Carry on the forum post about confusing subquery results from the point where it stops.

*Excerpted passage*.
• • •

Confusion of some subquery results
(1.2) By Yu Liang (LY1598773890) on 2021-04-29 04:35:03 edited from 1.1 [source]
For query:
CREATE TABLE v0 ( v2 CHAR(30), v1 CHAR(30) );
INSERT INTO v0 ( v1 ) VALUES ( 10 ),( 0 );
CREATE INDEX v19 ON v0 ( v2, v1 );
INSERT INTO v0 VALUES ( 10, 10 );
INSERT INTO v0 VALUES ( 0, 10 );
SELECT * FROM v0;
SELECT '----------------------------------------';
SELECT * FROM v0 WHERE ( ( v1 IN ( SELECT v2 FROM v0 ORDER BY v2 ) ));
SELECT '----------------------------------------';
SELECT * FROM v0 WHERE ( v2 = 0 );
SELECT '----------------------------------------';
SELECT * FROM v0 WHERE ( ( v1 IN ( SELECT v2 FROM v0 ORDER BY v2 ) ) AND v2 = 0);
We got the result:
|10
|0
10|10
0|10
------------
|10
|0
10|10
0|10
------------
0|10
------------
(EMPTY RESULT)

• • •

[Coordinate annotation records]

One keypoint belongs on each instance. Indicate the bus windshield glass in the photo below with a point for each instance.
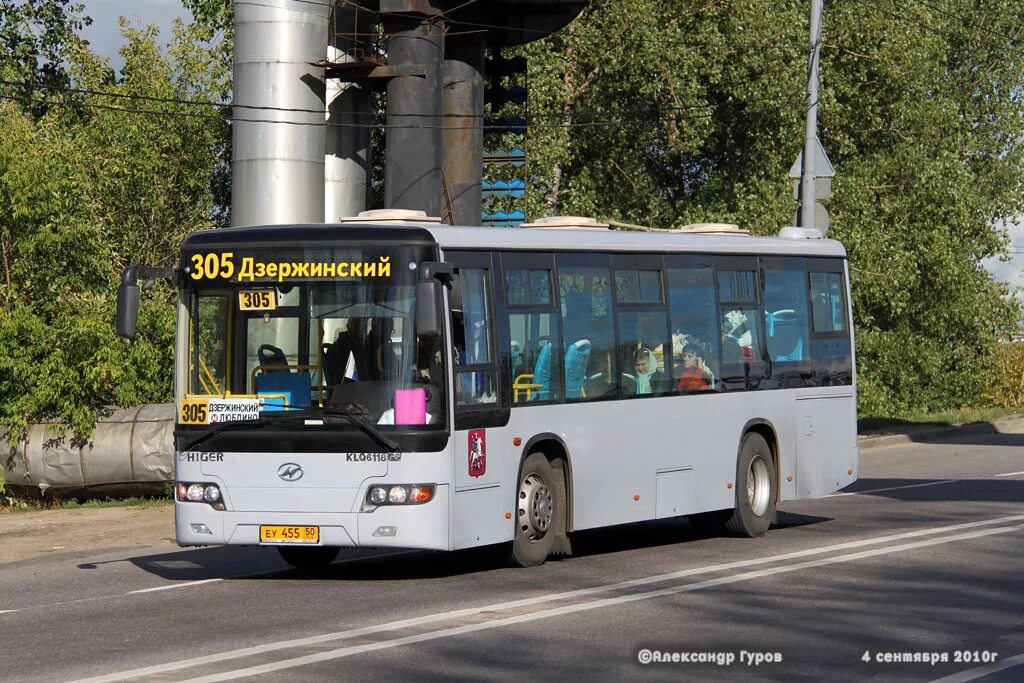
(309, 330)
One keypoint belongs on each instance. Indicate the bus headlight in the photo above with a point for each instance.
(402, 494)
(200, 493)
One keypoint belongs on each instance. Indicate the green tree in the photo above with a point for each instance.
(98, 181)
(34, 37)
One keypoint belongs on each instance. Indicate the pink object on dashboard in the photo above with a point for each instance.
(411, 407)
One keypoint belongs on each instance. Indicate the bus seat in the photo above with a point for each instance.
(332, 374)
(368, 394)
(271, 358)
(577, 358)
(293, 386)
(542, 374)
(797, 353)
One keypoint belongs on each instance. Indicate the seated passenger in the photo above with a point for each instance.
(645, 379)
(693, 376)
(736, 338)
(346, 355)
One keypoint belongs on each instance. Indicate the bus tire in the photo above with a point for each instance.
(539, 502)
(315, 557)
(755, 488)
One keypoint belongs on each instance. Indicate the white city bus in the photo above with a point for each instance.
(409, 384)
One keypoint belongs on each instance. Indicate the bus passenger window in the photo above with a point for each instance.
(584, 289)
(740, 335)
(644, 342)
(208, 368)
(827, 302)
(785, 310)
(472, 347)
(537, 347)
(693, 318)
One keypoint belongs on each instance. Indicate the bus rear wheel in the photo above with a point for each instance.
(756, 488)
(315, 557)
(539, 502)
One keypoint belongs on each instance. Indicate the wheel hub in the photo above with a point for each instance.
(758, 486)
(536, 507)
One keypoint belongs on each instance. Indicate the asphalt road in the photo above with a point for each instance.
(920, 560)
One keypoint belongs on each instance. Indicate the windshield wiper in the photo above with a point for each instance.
(226, 426)
(368, 428)
(295, 414)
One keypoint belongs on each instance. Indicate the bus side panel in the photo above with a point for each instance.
(826, 443)
(485, 469)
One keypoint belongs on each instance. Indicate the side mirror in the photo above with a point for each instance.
(429, 296)
(429, 323)
(127, 303)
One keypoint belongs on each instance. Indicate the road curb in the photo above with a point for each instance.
(928, 433)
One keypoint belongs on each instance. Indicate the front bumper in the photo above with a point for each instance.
(421, 526)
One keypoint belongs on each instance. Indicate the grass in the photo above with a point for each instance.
(964, 416)
(14, 505)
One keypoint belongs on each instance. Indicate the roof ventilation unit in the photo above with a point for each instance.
(566, 223)
(714, 228)
(391, 217)
(801, 233)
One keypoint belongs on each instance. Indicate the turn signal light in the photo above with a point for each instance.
(200, 493)
(402, 494)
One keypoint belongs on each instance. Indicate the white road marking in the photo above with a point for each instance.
(876, 491)
(170, 586)
(586, 606)
(972, 674)
(542, 599)
(176, 564)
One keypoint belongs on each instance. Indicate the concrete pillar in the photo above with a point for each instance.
(462, 140)
(278, 153)
(348, 160)
(413, 159)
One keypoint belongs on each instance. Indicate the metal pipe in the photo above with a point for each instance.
(808, 196)
(278, 154)
(462, 139)
(348, 160)
(413, 158)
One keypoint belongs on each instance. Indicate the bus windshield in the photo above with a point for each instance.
(339, 335)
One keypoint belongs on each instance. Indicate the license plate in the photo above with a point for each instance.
(299, 535)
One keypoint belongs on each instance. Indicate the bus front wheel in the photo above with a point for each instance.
(755, 488)
(539, 502)
(315, 557)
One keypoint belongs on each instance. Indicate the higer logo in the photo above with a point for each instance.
(290, 472)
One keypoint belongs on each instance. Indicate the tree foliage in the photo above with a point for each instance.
(34, 39)
(921, 113)
(654, 112)
(90, 184)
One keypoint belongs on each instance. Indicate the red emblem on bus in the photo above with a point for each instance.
(477, 453)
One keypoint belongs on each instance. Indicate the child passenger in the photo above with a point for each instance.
(692, 377)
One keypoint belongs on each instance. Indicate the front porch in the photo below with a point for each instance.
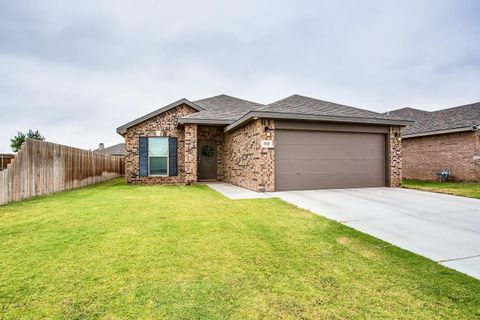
(203, 153)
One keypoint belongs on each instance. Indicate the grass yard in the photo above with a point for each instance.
(471, 190)
(114, 251)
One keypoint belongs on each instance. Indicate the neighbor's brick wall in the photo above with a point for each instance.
(216, 134)
(245, 163)
(395, 146)
(424, 157)
(166, 123)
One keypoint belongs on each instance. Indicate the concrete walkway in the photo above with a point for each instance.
(441, 227)
(235, 192)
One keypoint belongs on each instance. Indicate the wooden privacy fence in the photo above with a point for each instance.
(42, 168)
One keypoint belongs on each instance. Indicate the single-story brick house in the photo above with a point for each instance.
(296, 143)
(447, 139)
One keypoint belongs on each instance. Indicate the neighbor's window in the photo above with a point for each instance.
(158, 156)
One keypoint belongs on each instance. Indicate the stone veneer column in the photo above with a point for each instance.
(395, 148)
(190, 153)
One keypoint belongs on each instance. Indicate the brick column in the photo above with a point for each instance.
(265, 165)
(190, 153)
(395, 149)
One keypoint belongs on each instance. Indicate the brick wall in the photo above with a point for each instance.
(395, 149)
(166, 123)
(424, 157)
(245, 163)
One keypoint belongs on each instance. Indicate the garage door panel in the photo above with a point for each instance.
(302, 182)
(310, 166)
(320, 159)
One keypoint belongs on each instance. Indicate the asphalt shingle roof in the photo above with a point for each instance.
(305, 105)
(231, 111)
(446, 119)
(223, 107)
(118, 149)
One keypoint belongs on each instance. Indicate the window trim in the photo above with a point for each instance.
(168, 157)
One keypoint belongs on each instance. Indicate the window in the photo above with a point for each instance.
(158, 156)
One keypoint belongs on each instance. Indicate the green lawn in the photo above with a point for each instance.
(471, 190)
(114, 251)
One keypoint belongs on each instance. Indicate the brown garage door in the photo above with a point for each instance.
(307, 160)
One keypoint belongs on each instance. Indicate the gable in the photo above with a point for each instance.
(122, 130)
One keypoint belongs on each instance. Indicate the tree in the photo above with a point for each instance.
(17, 141)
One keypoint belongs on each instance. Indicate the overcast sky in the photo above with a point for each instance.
(76, 70)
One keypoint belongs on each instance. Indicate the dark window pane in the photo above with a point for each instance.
(158, 166)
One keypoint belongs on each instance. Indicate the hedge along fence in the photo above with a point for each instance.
(42, 168)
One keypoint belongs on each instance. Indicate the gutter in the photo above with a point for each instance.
(437, 132)
(311, 117)
(214, 122)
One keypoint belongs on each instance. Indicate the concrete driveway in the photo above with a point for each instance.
(441, 227)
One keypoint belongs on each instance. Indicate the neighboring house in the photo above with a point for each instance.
(293, 144)
(440, 140)
(5, 159)
(115, 150)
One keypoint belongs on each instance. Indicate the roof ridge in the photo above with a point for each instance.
(331, 103)
(228, 96)
(450, 108)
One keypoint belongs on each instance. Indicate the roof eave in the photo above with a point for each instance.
(436, 132)
(214, 122)
(310, 117)
(122, 130)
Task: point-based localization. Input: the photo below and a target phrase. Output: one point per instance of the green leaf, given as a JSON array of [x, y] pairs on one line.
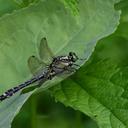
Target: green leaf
[[12, 5], [100, 88], [22, 31]]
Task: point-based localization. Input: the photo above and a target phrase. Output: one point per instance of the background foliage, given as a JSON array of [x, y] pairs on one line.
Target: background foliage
[[98, 89]]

• • •

*Result below*.
Since the second and the third SELECT statements return some results, we expect some results being outputted from the last SELECT statement too. However, there is no outputs from the last SELECT statement.
A few more interesting behaviors that we observe is that:
-If we delete the CREATE INDEX statement, the inconsistency is gone and the last SELECT successfully output 0|10 just like the third SELECT statement.
-If we change the data type of v1, v2 to be INT, the inconsistency is also gone and the last SELECT successfully output 0|10 just like the third SELECT statement.
We are not sure whether this is a bug or this is just an affinity behavior that is known and expected. We are really appreciated for any explanation provided. Thank you.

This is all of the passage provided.